Problem description> Set each record down exactly, excluding all images.

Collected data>
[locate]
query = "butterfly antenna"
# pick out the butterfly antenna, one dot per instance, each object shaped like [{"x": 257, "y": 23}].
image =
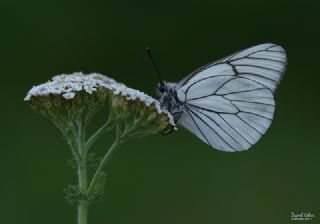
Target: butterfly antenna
[{"x": 154, "y": 63}]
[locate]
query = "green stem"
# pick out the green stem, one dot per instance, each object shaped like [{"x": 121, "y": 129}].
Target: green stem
[
  {"x": 83, "y": 205},
  {"x": 104, "y": 128},
  {"x": 99, "y": 171},
  {"x": 82, "y": 173}
]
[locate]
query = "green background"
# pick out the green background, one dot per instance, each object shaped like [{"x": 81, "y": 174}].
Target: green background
[{"x": 159, "y": 179}]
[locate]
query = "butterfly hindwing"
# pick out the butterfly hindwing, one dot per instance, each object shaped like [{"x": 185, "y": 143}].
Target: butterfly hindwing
[{"x": 229, "y": 104}]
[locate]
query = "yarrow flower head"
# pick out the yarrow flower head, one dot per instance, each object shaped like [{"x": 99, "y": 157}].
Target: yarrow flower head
[
  {"x": 67, "y": 98},
  {"x": 71, "y": 101}
]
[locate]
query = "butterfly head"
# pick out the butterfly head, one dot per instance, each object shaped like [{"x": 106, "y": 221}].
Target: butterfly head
[{"x": 165, "y": 88}]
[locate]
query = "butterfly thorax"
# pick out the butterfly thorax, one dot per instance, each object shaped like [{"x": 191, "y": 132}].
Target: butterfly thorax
[{"x": 168, "y": 99}]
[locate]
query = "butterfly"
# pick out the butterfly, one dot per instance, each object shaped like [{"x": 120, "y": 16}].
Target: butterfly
[{"x": 229, "y": 104}]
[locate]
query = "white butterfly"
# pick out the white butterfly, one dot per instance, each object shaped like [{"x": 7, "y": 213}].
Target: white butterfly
[{"x": 229, "y": 104}]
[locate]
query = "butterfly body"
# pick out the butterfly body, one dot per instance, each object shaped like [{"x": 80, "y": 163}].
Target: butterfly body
[{"x": 229, "y": 104}]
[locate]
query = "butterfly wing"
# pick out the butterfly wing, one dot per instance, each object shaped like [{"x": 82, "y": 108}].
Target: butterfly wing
[{"x": 229, "y": 104}]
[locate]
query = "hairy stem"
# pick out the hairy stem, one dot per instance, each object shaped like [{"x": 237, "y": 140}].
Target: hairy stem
[
  {"x": 99, "y": 171},
  {"x": 83, "y": 205}
]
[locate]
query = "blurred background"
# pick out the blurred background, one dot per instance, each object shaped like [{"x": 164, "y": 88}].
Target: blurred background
[{"x": 159, "y": 179}]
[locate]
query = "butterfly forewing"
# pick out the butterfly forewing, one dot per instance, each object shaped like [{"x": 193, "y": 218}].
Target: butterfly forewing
[{"x": 229, "y": 104}]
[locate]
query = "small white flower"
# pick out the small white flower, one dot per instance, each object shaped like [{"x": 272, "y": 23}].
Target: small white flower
[{"x": 68, "y": 86}]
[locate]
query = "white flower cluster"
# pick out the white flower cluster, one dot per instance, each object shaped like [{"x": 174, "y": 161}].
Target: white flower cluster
[{"x": 68, "y": 85}]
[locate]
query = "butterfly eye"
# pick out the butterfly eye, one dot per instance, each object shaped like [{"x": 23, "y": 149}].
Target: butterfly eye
[{"x": 161, "y": 89}]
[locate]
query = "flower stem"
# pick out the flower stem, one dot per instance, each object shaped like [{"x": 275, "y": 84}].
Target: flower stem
[
  {"x": 83, "y": 205},
  {"x": 99, "y": 171}
]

Written response>
[locate]
query = "butterfly antenna"
# pick out the butterfly antenna, one dot per instance, each object shaped like [{"x": 257, "y": 23}].
image =
Target: butterfly antenna
[{"x": 154, "y": 63}]
[locate]
query = "green stem"
# pick out the green stem, one dot per instance, each object shaped like [{"x": 121, "y": 129}].
Target: green stem
[
  {"x": 83, "y": 205},
  {"x": 104, "y": 128},
  {"x": 99, "y": 171},
  {"x": 82, "y": 173}
]
[locate]
query = "green background"
# pick out the green background, one dot per instance, each object shaped like [{"x": 81, "y": 174}].
Target: green background
[{"x": 159, "y": 179}]
[locate]
query = "butterfly hindwing"
# pick out the butterfly hindwing, one dot per instance, each object shaped like [{"x": 185, "y": 143}].
Target: butterfly hindwing
[{"x": 229, "y": 104}]
[locate]
query = "yarrow flower head"
# pick out the yarrow flower head, one dot per instance, each object shaped like [{"x": 99, "y": 157}].
Target: yarrow flower head
[
  {"x": 67, "y": 98},
  {"x": 71, "y": 101}
]
[locate]
query = "butterfly head"
# pick out the butterfly head, one dot per instance, each object shaped like [{"x": 106, "y": 221}].
Target: butterfly head
[{"x": 165, "y": 88}]
[locate]
query = "butterfly thorax"
# pick out the butterfly thorax, one dot per instance, each object shaped like [{"x": 191, "y": 132}].
Target: butterfly thorax
[{"x": 168, "y": 99}]
[locate]
query = "butterfly"
# pick out the butterfly, one dot per instance, each object shaped like [{"x": 120, "y": 16}].
Target: butterfly
[{"x": 229, "y": 104}]
[locate]
query = "white butterfly"
# pick out the white butterfly, one dot per instance, each object shaped like [{"x": 7, "y": 213}].
Target: white butterfly
[{"x": 229, "y": 104}]
[locate]
query = "butterfly body"
# pick out the butterfly body, one dot per instance, each object shaped like [{"x": 80, "y": 163}].
Target: butterfly body
[{"x": 229, "y": 104}]
[locate]
query = "butterfly wing"
# pick out the butterfly wing, one dot per instance, each object shaped like [{"x": 82, "y": 108}].
Target: butterfly wing
[{"x": 229, "y": 104}]
[locate]
query = "hairy stem"
# pick out the hairy stem, one dot per instance, each object shaped like [{"x": 237, "y": 140}].
Target: hairy stem
[
  {"x": 99, "y": 171},
  {"x": 83, "y": 205}
]
[locate]
query = "blurred background"
# pick out the blurred background, one dot per instance, each object shaped like [{"x": 164, "y": 88}].
Target: blurred background
[{"x": 159, "y": 179}]
[locate]
query = "butterfly forewing"
# pick out the butterfly forewing, one dot per instance, each object shaped like [{"x": 193, "y": 218}].
Target: butterfly forewing
[{"x": 229, "y": 104}]
[locate]
query = "small white flower"
# pick out the small white flower, one dot per instance, each object shaped like [{"x": 272, "y": 23}].
Target: small white flower
[{"x": 68, "y": 86}]
[locate]
query = "white flower cluster"
# pick out the white flower cluster, one dot per instance, each object shaped like [{"x": 174, "y": 161}].
Target: white flower cluster
[{"x": 68, "y": 85}]
[locate]
query = "butterfly eye"
# pick out the butterfly eye, one dot per instance, each object shaped like [{"x": 23, "y": 149}].
Target: butterfly eye
[{"x": 161, "y": 89}]
[locate]
query = "flower stem"
# pick out the flower stem, one dot per instance, each object shaped like [{"x": 275, "y": 84}].
Target: flower stem
[
  {"x": 83, "y": 205},
  {"x": 99, "y": 171}
]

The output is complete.